Stories and Articles
SDSU Business Alum Builds School in Ethiopia
In 2011, Gemechu Abraham had a life-altering experience.
Because of that experience, the Ethiopian village of Simbo has its first-ever school building.
Abraham (’11, management) was a 21-year-old SDSU senior when he traveled to his parents’ home country of Ethiopia. There, he ended up in Simbo (pop. 400) where he was shocked to see that children had no school building, but were being taught each day under a tree. And those were the lucky ones.
“In some cases,” said Abraham, “students had to walk many miles to attend school.”
Upon his return to the U.S. he presented what he saw to his social entrepreneurship class (management 455) which is taught by SDSU faculty member and social entrepreneur, Michael Sloan. Sloan worked with Abraham to help launch World Entrepreneurs Do Good (W.E. Do Good) as a class project, but Abraham took it a step further and established W.E. Do Good as a full-time social entrepreneurship enterprise.
Social entrepreneur organizations are defined as businesses that provide support to a specific societal cause while simultaneously realizing a profit. And while he does not stand to profit from the construction of the school, Abraham realized that he could develop other projects that could help the people of Simbo while still managing W.E. Do Good as a profitable company.
"We received a generous donation from a private party who read our story in the newspaper."
W.E. Do Good sought ways of gathering the necessary financial backing to build the school, but this did not happen overnight. “W.E. Do Good initially raised money through the sale of donated skin care products and through the fund-raising efforts of a fellow SDSU classmate to purchase a tarp that covered the roof of a make-shift shelter constructed by the villagers,” recalled Abraham.
As more funding became available, the concrete block foundation of the school began to emerge, but progress was still slow. That changed nearly overnight when an article about W.E. Do Good appeared in the San Diego Union-Tribune. “We received a generous donation from a private party who read our story in the newspaper,” said Abraham. “Her gift made it possible for us to move faster with construction and we were able to complete the structure at the end of 2015.”
Today, students from grades 1 – 4 attend the school in the morning and there are plans to expand lessons for grades 5 – 8 to attend in the afternoon.
"I’ve learned that people are willing to assist you if you are sincere in your objective of trying to do something positive for others."
The children of Simbo are not the only ones having the learning experience: Abraham learned some lessons as well. “I’ve learned that people are willing to assist you if you are sincere in your objective of trying to do something positive for others,” he said. “Also the ideas or plans you have are irrelevant until you make the effort to accomplish your objectives.”
With the school construction complete, W.E. Do Good remains committed to their goal of helping improve the lives of Ethiopians through the development of a portable threshing machine that has been proven to harvest grain much faster and with better sanitation than existing methods. In addition, the company has recently begun engineering work on a cart that allows individuals to more easily transport goods where there are poor-to-no roads. Both products will be used to help villagers establish micro-enterprises, which creates employment for the people of Simbo and a small profit for W.E. Do Good.
To those budding SDSU entrepreneurs wishing to pursue social entrepreneurship, Abraham offers a word of advice: “Be patient – you have to be willing to adapt to unforeseen situations in your quest for success.”

* * *

**Exercises to complete**:
• A. Rewrite the SDSU alum school story between "With the school" and "W.E. Do Good.", inclusive, with "cart" replaced by "wagon".
• B. Answer these questions from the SDSU alum school story:
(i) In what year did Gemechu Abraham have his life-altering experience?
(ii) What population does the story give for Simbo?
(iii) Which newspaper ran the article that led to a private donation?

* * *

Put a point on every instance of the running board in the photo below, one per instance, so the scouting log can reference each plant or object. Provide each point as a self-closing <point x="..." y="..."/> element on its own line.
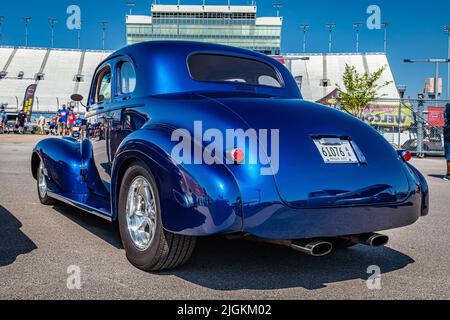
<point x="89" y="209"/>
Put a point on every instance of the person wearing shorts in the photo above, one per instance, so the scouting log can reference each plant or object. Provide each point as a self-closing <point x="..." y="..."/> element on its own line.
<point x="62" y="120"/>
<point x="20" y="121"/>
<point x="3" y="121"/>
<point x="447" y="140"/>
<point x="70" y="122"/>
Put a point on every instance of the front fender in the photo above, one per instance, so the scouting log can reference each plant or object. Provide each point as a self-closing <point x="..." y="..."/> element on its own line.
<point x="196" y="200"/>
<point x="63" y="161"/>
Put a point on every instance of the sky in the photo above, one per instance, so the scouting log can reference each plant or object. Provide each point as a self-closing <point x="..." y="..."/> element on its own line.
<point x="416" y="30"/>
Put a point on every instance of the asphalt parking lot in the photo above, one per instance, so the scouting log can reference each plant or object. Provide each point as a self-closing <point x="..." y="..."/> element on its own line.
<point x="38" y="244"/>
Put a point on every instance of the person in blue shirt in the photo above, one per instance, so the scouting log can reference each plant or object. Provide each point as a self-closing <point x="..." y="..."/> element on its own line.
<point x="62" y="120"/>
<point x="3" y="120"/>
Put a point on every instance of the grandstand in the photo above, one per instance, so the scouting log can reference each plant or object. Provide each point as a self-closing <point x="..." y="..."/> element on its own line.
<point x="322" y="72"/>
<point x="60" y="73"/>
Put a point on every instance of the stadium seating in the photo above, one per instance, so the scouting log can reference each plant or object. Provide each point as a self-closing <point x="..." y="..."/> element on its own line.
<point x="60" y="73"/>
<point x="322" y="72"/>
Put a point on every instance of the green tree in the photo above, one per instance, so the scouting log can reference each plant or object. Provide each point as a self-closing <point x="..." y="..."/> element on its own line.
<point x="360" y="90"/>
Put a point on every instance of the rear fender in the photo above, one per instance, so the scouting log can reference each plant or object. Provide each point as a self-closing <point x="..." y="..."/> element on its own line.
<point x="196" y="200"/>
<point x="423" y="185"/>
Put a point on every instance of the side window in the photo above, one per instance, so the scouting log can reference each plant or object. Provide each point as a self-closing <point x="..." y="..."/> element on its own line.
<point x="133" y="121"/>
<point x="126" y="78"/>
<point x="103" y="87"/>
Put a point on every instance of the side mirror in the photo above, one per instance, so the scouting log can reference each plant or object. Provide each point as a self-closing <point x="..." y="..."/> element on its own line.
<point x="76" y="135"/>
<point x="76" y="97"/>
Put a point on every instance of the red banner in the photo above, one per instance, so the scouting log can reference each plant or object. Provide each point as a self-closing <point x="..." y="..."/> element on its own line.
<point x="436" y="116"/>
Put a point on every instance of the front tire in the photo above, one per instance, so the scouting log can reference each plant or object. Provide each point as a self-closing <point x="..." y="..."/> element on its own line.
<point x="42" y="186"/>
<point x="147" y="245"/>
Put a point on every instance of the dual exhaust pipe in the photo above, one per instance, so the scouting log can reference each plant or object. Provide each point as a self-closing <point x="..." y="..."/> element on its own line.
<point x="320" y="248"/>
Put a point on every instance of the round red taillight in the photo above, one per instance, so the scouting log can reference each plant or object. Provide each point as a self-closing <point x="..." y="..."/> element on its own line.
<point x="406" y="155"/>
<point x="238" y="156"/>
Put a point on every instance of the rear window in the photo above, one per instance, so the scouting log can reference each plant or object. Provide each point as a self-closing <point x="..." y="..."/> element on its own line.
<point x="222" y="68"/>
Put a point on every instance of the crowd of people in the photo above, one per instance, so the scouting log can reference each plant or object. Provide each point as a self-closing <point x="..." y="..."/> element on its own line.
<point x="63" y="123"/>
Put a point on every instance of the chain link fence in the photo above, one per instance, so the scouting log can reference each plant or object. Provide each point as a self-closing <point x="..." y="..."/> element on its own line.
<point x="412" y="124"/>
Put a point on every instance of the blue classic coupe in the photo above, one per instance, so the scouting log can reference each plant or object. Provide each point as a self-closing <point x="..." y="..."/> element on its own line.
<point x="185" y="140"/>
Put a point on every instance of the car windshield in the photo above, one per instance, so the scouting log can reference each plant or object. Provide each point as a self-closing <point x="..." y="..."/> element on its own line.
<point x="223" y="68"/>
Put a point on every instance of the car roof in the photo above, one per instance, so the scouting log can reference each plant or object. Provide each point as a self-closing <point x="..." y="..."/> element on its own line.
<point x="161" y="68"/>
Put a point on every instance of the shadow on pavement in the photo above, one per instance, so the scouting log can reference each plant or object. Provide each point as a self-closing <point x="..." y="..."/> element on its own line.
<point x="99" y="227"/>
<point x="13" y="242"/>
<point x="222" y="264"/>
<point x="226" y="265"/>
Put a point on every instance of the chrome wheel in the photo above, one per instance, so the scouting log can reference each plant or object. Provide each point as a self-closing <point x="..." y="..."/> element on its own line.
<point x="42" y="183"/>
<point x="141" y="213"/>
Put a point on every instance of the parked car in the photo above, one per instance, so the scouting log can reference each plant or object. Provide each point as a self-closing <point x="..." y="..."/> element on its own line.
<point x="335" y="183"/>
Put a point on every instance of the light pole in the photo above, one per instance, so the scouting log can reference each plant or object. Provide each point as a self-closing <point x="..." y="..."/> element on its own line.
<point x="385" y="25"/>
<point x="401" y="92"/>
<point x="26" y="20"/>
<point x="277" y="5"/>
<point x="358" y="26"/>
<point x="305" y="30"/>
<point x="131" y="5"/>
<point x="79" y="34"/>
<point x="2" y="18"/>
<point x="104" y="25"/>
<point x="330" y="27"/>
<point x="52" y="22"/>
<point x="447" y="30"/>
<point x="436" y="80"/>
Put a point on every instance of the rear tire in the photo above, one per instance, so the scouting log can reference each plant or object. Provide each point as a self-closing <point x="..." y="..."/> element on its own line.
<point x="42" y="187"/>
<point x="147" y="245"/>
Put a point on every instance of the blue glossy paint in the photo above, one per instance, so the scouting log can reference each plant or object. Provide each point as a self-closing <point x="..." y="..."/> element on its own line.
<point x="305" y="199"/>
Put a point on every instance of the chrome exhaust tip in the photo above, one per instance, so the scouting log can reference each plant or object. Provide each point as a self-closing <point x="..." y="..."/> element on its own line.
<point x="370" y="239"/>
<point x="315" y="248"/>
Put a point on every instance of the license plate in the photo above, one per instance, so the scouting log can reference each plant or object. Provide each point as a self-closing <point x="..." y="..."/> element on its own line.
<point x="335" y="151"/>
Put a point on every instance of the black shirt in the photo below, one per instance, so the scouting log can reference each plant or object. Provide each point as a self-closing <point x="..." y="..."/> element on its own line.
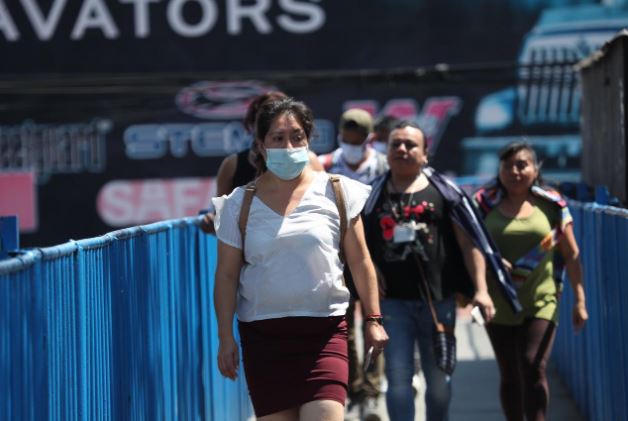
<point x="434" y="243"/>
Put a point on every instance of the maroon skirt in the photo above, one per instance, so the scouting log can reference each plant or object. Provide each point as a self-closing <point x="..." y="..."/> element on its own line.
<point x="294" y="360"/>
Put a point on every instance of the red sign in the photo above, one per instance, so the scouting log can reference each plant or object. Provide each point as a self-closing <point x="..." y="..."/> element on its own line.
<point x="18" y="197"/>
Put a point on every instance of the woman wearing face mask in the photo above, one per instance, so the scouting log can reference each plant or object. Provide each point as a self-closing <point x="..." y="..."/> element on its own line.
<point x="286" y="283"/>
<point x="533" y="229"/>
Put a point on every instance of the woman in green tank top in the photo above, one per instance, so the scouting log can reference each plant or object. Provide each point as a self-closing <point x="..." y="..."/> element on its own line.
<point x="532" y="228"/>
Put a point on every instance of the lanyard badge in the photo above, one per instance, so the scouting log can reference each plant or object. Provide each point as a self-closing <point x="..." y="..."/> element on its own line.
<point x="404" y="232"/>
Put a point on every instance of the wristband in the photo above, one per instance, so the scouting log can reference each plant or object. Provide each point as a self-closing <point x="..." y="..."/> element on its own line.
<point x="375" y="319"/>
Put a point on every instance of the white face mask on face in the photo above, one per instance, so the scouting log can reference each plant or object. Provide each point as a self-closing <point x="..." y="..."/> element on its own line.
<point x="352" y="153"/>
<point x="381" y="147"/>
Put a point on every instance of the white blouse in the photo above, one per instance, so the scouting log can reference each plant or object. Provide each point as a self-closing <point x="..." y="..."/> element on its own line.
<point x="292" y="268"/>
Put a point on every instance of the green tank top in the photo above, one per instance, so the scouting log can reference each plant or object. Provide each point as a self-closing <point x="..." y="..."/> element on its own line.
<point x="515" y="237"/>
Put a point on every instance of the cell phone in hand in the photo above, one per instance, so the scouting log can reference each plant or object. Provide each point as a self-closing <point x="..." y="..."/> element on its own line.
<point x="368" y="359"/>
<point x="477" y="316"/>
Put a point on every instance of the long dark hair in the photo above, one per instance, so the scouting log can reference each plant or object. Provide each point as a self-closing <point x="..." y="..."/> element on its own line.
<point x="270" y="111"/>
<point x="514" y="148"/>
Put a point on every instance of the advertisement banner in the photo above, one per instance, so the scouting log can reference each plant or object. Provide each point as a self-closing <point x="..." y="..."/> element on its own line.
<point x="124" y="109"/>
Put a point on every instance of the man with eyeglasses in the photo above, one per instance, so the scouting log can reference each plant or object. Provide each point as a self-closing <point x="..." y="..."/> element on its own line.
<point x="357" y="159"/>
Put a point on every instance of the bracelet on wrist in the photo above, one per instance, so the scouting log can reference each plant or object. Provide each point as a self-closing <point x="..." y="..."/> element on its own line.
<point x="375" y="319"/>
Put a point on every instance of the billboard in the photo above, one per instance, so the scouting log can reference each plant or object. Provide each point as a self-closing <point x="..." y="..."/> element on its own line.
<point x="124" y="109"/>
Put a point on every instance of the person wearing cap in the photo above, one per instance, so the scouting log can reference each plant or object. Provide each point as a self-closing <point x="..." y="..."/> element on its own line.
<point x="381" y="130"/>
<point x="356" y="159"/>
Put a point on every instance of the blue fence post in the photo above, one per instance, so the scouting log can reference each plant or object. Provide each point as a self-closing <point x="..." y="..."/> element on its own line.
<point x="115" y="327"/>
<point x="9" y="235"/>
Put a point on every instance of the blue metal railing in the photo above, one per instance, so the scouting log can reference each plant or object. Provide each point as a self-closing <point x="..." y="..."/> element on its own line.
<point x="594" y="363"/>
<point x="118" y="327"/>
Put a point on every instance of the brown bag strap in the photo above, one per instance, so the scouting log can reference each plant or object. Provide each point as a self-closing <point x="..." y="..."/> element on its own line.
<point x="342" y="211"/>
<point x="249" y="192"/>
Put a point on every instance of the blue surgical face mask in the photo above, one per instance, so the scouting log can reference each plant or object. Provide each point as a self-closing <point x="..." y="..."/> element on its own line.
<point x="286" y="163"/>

* * *

**Solutions below**:
• A.
With the school construction complete, W.E. Do Good remains committed to their goal of helping improve the lives of Ethiopians through the development of a portable threshing machine that has been proven to harvest grain much faster and with better sanitation than existing methods. In addition, the company has recently begun engineering work on a wagon that allows individuals to more easily transport goods where there are poor-to-no roads. Both products will be used to help villagers establish micro-enterprises, which creates employment for the people of Simbo and a small profit for W.E. Do Good.

• B.
(i) 2011
(ii) 400
(iii) The San Diego Union-Tribune